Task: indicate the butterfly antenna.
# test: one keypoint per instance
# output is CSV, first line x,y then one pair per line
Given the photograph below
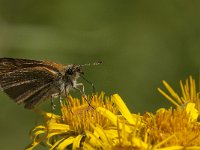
x,y
92,64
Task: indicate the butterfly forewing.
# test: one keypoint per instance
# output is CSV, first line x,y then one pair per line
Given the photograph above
x,y
28,81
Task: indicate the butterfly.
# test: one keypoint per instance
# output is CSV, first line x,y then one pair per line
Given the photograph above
x,y
32,81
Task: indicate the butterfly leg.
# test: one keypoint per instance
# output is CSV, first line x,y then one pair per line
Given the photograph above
x,y
82,92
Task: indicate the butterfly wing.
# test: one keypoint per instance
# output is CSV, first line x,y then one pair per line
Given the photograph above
x,y
28,81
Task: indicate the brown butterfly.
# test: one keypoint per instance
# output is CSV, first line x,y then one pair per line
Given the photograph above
x,y
31,81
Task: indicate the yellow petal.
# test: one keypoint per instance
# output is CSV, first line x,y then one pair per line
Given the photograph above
x,y
123,109
192,111
76,143
65,143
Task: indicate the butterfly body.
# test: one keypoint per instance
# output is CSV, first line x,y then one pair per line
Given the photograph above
x,y
31,82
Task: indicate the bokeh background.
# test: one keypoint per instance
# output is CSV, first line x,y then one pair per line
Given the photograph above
x,y
140,43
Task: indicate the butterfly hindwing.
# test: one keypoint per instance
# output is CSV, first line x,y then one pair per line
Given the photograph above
x,y
28,81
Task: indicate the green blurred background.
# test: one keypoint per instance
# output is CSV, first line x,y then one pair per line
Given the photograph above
x,y
140,43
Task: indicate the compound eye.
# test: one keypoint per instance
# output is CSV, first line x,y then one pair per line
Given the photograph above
x,y
70,71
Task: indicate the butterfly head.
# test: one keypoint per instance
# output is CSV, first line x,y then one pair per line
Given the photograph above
x,y
73,71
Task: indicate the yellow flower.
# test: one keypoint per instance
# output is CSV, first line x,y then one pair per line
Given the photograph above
x,y
189,94
125,132
108,124
70,128
172,127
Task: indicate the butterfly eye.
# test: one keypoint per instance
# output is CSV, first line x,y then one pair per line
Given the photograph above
x,y
70,71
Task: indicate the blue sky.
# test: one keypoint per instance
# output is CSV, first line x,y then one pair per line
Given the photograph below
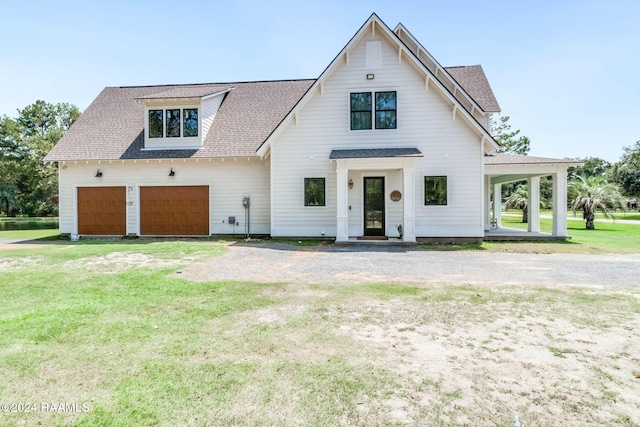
x,y
567,72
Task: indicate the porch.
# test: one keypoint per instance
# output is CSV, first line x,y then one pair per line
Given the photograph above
x,y
502,234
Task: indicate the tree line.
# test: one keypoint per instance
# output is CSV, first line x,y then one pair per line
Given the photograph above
x,y
28,186
598,185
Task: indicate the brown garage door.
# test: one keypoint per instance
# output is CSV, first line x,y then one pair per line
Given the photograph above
x,y
102,210
175,211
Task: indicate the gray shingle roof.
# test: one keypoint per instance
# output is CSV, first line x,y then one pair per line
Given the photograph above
x,y
186,91
112,127
375,152
519,159
475,83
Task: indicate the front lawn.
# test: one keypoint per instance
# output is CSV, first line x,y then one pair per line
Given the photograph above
x,y
610,236
113,333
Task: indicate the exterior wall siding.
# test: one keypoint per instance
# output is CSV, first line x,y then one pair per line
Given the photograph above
x,y
228,180
424,120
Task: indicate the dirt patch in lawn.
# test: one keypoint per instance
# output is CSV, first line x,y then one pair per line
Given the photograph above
x,y
472,355
116,262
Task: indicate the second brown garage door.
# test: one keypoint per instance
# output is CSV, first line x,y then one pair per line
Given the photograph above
x,y
174,211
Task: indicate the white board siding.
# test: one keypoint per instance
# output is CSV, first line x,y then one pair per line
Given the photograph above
x,y
424,120
228,182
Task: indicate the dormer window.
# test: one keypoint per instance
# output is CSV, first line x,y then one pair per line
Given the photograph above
x,y
363,111
173,127
179,122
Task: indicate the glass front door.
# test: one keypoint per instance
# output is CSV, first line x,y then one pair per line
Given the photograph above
x,y
374,206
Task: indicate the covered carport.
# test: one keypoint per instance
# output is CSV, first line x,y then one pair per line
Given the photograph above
x,y
502,168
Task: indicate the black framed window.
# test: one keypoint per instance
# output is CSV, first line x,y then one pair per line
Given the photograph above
x,y
156,124
361,111
173,123
385,110
190,122
314,192
435,190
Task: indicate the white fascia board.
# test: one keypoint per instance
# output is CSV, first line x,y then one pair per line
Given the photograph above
x,y
379,26
438,65
213,95
316,85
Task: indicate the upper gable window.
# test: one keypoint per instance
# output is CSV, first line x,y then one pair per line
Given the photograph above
x,y
173,127
156,125
190,122
362,110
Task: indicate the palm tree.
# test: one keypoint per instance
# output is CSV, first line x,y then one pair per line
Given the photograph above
x,y
7,198
519,199
595,193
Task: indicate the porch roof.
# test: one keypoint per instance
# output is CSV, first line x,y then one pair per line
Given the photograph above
x,y
368,153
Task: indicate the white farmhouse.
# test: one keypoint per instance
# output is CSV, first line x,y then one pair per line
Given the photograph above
x,y
385,144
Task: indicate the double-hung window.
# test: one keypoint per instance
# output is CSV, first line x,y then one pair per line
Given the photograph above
x,y
314,192
173,123
435,190
368,108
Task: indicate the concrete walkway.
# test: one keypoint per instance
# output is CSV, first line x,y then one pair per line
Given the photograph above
x,y
578,218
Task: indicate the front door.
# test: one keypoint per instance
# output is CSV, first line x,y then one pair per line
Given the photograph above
x,y
374,206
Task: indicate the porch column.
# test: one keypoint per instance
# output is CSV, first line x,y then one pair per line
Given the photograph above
x,y
409,206
486,202
342,203
497,204
533,184
560,204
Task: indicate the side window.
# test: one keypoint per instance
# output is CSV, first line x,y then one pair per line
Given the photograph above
x,y
173,123
385,110
156,124
314,192
190,122
435,190
361,111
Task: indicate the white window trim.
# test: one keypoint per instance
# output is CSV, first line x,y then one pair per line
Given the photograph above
x,y
175,143
326,195
373,110
425,175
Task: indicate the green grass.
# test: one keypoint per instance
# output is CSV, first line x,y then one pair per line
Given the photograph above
x,y
608,237
113,325
46,234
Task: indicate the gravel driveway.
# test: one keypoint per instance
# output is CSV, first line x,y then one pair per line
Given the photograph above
x,y
351,264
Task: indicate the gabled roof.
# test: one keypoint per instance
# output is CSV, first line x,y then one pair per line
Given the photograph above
x,y
112,127
519,159
187,91
377,24
475,83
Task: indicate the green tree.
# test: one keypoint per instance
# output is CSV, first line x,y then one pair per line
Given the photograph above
x,y
594,193
509,140
519,199
627,171
24,141
593,166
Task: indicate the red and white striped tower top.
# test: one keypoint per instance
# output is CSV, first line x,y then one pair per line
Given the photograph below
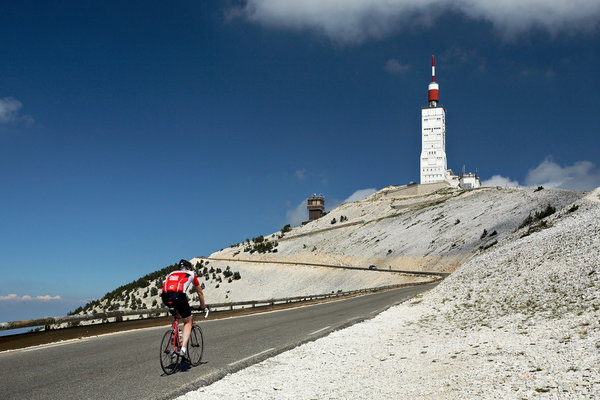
x,y
434,88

*Exercise requirements*.
Rewrite the part of the lines that opens with the line containing "Task: indicate the gravel driveway." and closes with the last line. Include both ends and the requests, and multiply every answer coordinate by 2.6, rounding to whole numbers with halves going up. Omit the pictures.

*Solution to the problem*.
Task: indicate the gravel driveway.
# test: one keypoint per instance
# output is CSV, first line x,y then one pair per line
Given the photograph above
x,y
913,686
Task: indicate the gabled roof.
# test: one keypoint per instance
# output is CSV, first line x,y then one pair per line
Given the photograph above
x,y
291,330
1349,413
486,237
980,62
1235,216
Task: indicate the green tree.
# test: one keypoint per instance
# output is CSV, first line x,y then one pair per line
Given the photograph above
x,y
1544,502
1323,364
1349,517
1630,445
62,367
1542,432
Task: indicate the red and white striped tower top.
# test: one keypoint per instance
# output is CSV, first line x,y then one pair per line
Given the photograph below
x,y
1128,229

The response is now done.